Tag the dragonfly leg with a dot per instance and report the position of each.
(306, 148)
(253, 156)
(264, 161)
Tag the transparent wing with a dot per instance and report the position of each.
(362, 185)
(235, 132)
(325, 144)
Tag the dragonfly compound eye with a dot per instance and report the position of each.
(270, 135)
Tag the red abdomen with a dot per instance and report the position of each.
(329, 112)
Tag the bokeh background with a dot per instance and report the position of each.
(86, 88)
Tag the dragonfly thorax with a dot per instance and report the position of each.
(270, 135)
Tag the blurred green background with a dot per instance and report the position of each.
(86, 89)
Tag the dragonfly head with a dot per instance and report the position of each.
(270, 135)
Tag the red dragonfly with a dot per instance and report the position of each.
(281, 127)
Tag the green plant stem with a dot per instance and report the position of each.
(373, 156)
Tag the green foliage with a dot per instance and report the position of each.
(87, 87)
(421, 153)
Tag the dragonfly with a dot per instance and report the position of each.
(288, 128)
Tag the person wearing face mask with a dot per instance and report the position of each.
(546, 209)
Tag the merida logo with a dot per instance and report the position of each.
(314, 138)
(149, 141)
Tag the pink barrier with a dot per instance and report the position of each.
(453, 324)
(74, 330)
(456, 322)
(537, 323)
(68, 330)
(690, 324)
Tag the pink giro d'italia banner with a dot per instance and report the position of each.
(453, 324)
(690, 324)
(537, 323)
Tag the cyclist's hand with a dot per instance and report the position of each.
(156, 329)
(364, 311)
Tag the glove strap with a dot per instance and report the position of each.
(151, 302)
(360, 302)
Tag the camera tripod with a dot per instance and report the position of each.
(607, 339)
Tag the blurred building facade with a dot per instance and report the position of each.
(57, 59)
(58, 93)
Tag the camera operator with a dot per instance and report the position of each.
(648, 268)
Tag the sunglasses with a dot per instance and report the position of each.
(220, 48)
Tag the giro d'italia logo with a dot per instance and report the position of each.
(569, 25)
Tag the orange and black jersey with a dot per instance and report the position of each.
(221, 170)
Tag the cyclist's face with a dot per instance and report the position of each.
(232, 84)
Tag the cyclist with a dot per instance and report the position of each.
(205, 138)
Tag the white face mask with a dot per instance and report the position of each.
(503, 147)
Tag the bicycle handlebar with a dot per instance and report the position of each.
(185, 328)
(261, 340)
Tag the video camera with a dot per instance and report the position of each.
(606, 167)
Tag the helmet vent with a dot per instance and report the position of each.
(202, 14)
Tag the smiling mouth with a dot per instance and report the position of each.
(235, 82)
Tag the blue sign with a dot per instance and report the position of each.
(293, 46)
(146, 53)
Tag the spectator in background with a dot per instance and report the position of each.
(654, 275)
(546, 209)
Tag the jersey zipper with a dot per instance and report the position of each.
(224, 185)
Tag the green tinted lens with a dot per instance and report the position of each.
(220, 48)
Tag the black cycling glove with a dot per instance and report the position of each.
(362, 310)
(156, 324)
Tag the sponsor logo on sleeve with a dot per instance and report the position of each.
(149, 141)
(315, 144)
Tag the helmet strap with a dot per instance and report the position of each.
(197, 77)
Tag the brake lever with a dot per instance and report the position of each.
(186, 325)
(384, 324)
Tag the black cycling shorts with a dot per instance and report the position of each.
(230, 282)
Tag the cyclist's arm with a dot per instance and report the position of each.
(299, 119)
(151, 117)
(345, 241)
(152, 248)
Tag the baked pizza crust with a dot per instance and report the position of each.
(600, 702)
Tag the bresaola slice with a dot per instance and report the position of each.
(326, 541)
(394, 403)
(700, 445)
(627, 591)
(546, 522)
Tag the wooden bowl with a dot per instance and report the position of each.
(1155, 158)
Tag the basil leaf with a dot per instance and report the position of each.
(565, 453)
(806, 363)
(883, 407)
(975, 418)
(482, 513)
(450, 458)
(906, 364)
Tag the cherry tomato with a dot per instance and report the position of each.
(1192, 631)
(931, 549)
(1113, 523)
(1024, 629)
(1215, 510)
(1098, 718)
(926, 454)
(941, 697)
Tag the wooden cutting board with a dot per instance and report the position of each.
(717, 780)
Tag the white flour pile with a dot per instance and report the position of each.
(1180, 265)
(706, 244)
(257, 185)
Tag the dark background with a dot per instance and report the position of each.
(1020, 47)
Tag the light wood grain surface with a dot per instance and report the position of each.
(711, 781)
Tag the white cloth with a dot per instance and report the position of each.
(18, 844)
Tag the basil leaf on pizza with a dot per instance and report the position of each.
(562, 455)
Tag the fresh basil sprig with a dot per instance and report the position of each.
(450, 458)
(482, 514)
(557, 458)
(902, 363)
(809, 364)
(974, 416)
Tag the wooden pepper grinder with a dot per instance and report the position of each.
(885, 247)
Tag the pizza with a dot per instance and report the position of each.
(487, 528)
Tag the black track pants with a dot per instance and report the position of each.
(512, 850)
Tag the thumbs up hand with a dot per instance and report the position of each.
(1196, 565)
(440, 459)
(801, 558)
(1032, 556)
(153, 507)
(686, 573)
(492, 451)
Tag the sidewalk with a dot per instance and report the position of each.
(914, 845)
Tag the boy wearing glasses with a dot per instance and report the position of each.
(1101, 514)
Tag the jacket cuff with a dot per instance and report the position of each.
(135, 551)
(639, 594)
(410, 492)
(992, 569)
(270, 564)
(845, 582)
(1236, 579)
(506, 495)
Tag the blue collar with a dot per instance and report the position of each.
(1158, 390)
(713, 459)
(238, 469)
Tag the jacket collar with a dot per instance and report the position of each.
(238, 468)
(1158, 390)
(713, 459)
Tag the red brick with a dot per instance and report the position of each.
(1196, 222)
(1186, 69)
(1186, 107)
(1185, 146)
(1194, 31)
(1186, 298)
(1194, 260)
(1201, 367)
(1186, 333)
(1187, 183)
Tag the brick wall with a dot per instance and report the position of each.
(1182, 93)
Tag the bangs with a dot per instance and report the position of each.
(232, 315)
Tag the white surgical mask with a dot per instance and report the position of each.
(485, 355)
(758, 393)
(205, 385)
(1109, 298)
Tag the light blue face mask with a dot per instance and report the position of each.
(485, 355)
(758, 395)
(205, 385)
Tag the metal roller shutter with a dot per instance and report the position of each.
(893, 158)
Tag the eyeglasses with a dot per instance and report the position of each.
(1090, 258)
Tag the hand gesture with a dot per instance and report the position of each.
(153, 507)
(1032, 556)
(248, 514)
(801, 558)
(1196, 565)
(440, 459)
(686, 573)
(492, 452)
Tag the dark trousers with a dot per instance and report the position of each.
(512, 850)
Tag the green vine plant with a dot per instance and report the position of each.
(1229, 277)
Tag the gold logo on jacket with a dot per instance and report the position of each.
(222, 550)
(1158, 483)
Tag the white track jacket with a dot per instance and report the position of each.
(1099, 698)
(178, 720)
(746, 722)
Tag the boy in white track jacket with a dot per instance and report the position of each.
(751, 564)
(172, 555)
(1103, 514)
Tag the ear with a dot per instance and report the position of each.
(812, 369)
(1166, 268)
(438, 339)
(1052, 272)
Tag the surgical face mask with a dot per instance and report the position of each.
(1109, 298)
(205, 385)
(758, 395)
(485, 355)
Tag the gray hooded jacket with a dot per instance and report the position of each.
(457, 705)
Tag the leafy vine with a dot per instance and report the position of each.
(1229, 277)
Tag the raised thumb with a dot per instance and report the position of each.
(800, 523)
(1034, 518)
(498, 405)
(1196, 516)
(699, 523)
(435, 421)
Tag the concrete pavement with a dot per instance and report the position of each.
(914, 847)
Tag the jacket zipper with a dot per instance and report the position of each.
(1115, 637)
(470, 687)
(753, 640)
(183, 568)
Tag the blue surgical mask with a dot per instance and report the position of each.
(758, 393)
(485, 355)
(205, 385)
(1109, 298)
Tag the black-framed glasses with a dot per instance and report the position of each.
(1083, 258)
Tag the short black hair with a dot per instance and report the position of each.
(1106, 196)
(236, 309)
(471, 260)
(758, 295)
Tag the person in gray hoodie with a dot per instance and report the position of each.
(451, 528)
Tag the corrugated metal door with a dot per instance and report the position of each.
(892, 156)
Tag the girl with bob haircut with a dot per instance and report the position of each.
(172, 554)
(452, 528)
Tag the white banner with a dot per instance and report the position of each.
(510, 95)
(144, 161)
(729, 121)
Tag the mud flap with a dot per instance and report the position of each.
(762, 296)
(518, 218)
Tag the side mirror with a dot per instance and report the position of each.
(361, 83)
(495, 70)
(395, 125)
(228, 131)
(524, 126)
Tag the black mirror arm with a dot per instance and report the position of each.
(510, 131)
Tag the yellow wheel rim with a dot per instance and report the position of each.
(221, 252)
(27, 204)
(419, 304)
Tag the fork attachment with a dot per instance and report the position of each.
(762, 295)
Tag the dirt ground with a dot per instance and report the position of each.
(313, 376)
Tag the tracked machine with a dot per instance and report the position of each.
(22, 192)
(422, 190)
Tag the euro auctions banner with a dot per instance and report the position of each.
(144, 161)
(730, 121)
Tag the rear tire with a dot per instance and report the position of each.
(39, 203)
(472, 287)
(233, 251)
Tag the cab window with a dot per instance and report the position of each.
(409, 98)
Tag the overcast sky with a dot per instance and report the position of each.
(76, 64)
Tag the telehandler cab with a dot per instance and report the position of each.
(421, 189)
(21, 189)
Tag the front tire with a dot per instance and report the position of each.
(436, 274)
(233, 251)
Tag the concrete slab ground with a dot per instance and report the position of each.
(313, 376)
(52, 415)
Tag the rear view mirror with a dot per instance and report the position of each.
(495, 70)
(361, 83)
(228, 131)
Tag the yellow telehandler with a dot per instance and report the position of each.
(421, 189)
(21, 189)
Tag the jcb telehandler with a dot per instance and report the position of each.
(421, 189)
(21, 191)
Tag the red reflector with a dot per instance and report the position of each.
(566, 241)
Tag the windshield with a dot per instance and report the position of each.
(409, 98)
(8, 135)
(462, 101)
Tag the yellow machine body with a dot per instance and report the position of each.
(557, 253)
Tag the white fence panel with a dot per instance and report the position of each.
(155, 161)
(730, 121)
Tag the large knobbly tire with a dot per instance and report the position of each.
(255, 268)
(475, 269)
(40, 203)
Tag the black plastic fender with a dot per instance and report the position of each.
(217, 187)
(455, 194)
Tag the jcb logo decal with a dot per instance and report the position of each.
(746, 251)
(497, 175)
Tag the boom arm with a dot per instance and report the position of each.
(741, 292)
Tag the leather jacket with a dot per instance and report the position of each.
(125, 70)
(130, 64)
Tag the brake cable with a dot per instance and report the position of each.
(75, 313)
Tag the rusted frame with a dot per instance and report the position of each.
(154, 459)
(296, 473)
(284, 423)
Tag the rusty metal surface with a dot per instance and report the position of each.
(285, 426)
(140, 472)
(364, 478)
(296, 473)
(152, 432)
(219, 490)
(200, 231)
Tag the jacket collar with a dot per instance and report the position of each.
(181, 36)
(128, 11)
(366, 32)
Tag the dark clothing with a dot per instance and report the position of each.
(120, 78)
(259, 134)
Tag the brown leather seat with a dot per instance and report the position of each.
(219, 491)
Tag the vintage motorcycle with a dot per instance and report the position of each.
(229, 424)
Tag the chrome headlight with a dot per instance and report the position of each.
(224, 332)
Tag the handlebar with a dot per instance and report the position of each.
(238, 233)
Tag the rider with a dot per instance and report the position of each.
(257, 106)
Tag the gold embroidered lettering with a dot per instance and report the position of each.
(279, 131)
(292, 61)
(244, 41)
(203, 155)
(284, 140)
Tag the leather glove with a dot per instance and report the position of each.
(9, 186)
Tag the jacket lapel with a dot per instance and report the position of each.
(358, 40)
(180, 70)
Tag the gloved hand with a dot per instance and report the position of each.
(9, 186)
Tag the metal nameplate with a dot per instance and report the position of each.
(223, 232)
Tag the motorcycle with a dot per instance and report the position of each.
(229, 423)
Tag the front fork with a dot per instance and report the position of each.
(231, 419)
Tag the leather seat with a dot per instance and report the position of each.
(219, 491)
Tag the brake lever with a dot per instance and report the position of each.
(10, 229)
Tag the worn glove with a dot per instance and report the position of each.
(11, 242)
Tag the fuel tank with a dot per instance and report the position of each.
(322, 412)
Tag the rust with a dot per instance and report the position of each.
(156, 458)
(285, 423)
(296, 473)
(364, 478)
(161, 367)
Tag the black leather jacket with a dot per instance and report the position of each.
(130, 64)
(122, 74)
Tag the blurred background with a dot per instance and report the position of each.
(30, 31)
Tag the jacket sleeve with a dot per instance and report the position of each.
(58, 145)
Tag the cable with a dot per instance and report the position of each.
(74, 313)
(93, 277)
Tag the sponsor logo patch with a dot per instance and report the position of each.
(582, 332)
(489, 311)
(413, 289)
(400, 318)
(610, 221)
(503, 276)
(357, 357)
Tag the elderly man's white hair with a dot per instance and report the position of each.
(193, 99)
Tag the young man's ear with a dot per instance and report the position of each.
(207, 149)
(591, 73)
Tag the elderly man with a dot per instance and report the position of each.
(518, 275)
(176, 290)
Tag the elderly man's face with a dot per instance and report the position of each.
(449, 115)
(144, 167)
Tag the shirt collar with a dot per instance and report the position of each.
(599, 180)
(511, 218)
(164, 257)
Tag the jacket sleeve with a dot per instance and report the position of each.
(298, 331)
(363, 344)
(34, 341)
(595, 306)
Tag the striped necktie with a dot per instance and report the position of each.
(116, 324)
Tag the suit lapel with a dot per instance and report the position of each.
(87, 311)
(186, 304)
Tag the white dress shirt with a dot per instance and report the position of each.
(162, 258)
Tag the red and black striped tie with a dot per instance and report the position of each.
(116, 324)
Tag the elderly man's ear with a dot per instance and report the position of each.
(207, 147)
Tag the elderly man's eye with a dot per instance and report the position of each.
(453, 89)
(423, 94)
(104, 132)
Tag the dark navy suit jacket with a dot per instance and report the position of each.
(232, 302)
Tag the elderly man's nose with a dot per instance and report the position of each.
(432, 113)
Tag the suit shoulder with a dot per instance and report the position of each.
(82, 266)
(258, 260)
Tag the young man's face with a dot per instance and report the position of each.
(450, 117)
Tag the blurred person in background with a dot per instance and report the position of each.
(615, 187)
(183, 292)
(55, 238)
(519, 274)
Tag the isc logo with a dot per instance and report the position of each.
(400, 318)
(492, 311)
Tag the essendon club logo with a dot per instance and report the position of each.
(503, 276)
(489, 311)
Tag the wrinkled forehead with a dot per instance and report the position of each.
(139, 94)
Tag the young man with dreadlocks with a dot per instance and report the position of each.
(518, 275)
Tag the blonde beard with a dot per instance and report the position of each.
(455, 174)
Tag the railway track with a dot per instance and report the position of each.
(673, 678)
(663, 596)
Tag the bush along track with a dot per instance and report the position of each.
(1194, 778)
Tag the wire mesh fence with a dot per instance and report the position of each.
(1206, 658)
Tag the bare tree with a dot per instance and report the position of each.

_ _ _ _ _

Stated problem :: Copy verbatim the lines of the items above, starting at the line that contains "Tag the blonde" and ending at the last line of the items, with both ends included.

Task answer ::
Tag the blonde beard with a dot per instance and report the position of each.
(455, 174)
Tag the railway track with a dot per instance and report the position of each.
(673, 678)
(663, 596)
Tag the bush along track with a dot per instance and report the position of each.
(1194, 778)
Tag the wire mesh fence with a dot per instance and report the position of each.
(1206, 658)
Tag the bare tree with a dot per instance and report the position of each.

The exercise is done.